> **TASK DESCRIPTION**
Every line with the word "boulder" in it should be extracted from the data that follows.

> **Region pointing data**
----------
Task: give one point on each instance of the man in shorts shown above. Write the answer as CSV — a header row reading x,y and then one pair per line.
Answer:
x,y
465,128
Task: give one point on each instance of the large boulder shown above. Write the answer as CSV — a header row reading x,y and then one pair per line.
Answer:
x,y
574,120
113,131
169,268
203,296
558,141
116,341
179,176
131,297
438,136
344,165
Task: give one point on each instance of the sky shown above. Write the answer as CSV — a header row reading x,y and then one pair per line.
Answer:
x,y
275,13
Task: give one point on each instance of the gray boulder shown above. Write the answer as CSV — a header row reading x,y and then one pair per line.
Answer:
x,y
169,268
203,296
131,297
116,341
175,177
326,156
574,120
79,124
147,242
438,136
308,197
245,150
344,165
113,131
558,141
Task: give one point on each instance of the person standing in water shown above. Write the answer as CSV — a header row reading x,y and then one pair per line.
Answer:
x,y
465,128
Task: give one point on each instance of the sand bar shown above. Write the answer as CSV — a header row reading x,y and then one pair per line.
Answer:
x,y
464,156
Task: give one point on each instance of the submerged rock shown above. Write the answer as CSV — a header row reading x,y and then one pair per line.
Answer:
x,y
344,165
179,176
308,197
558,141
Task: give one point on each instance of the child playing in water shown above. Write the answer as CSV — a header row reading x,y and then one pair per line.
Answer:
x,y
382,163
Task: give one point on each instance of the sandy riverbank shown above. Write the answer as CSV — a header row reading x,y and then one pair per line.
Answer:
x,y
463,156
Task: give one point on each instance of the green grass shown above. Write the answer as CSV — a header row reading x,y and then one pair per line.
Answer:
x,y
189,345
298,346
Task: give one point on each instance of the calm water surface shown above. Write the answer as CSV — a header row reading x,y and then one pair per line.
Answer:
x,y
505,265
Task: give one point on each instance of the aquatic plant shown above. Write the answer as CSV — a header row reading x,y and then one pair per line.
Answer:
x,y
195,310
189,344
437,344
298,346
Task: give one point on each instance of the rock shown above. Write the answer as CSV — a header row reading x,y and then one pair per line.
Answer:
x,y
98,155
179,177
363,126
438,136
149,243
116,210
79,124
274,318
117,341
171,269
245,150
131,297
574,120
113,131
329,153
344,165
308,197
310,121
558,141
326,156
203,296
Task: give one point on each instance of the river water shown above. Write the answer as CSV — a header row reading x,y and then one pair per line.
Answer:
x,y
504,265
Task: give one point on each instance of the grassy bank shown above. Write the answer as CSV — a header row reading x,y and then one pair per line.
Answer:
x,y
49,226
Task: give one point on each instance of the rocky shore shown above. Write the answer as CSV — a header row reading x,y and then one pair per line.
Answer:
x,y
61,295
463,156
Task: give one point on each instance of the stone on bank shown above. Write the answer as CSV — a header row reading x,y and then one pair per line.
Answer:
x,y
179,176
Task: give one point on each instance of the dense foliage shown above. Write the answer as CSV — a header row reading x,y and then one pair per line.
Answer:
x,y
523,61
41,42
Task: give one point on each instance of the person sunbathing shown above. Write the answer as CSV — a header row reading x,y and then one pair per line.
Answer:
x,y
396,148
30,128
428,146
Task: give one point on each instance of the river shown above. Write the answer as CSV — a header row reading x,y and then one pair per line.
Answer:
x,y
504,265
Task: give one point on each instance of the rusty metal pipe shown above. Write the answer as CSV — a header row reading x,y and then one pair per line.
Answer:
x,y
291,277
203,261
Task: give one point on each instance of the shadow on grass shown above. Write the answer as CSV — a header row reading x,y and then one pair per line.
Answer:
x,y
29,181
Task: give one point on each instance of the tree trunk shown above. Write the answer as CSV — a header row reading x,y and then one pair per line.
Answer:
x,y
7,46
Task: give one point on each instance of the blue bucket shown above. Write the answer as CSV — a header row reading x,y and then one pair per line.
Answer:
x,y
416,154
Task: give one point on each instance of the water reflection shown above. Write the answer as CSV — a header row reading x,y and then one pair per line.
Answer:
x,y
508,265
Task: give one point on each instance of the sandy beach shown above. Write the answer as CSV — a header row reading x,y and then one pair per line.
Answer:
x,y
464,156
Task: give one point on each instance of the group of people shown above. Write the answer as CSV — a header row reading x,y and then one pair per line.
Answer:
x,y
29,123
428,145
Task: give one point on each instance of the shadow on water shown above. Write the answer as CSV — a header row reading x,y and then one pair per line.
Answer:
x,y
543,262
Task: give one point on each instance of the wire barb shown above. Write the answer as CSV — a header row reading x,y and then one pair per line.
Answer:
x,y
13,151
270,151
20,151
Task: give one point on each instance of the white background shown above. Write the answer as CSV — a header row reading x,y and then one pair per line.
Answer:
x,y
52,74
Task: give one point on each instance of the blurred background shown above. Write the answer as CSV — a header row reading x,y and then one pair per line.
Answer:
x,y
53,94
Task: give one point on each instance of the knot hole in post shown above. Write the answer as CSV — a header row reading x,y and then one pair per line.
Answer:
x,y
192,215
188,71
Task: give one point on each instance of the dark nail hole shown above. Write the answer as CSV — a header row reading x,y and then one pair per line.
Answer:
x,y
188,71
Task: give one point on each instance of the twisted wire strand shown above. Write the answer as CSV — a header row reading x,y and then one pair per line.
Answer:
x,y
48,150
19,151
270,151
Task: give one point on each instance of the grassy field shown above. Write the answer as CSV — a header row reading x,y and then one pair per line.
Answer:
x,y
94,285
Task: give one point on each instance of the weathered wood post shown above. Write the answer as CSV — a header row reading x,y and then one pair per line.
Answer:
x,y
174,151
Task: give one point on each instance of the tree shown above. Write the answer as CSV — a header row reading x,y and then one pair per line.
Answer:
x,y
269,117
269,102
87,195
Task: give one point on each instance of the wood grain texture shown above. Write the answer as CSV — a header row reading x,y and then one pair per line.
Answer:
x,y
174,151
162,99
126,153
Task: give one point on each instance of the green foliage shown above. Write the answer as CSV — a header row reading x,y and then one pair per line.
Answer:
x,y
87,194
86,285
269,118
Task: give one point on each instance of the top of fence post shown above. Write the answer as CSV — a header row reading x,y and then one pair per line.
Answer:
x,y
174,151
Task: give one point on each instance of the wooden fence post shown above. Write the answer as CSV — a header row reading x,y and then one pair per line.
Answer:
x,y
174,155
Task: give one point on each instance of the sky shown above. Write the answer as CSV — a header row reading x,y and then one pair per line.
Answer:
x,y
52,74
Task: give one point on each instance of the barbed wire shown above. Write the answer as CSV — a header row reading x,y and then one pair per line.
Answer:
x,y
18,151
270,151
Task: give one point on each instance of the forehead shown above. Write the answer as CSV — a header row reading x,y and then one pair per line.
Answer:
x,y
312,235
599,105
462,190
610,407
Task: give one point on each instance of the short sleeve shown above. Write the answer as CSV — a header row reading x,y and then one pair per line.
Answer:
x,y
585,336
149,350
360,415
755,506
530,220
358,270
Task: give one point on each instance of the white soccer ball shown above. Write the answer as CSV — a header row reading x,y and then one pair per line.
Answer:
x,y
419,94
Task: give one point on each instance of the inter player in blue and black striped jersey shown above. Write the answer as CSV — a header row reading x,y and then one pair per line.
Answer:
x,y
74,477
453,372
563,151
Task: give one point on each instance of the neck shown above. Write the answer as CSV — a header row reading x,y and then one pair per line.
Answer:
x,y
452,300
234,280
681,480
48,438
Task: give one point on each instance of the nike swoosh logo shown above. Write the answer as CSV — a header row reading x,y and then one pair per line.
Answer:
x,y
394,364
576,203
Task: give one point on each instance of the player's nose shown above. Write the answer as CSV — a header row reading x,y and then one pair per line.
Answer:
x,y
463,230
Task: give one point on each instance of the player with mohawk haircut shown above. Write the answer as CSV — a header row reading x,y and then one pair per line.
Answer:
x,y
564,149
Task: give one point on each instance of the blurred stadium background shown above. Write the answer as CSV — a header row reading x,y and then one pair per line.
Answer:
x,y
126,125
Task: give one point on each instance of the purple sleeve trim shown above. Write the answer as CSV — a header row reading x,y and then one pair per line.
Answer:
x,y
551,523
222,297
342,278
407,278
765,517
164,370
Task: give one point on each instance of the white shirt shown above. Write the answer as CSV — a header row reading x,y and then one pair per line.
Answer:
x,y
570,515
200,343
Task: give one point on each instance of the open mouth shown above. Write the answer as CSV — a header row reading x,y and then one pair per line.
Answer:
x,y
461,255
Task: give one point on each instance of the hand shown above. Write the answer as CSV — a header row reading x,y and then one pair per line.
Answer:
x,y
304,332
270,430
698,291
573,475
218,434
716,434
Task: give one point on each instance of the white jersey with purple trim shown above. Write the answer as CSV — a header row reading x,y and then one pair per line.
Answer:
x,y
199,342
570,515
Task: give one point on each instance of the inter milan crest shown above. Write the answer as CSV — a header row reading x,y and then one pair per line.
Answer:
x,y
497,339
----------
> **RESPONSE BOX**
Task: give one point on each instance of the large boulder shown above. Write the answer as CSV — a header row reading x,y and then one pair per line.
Task: give one point on each instance of the gray boulder shown above. Write the answer as CSV — a header row reading x,y and then one pair per line.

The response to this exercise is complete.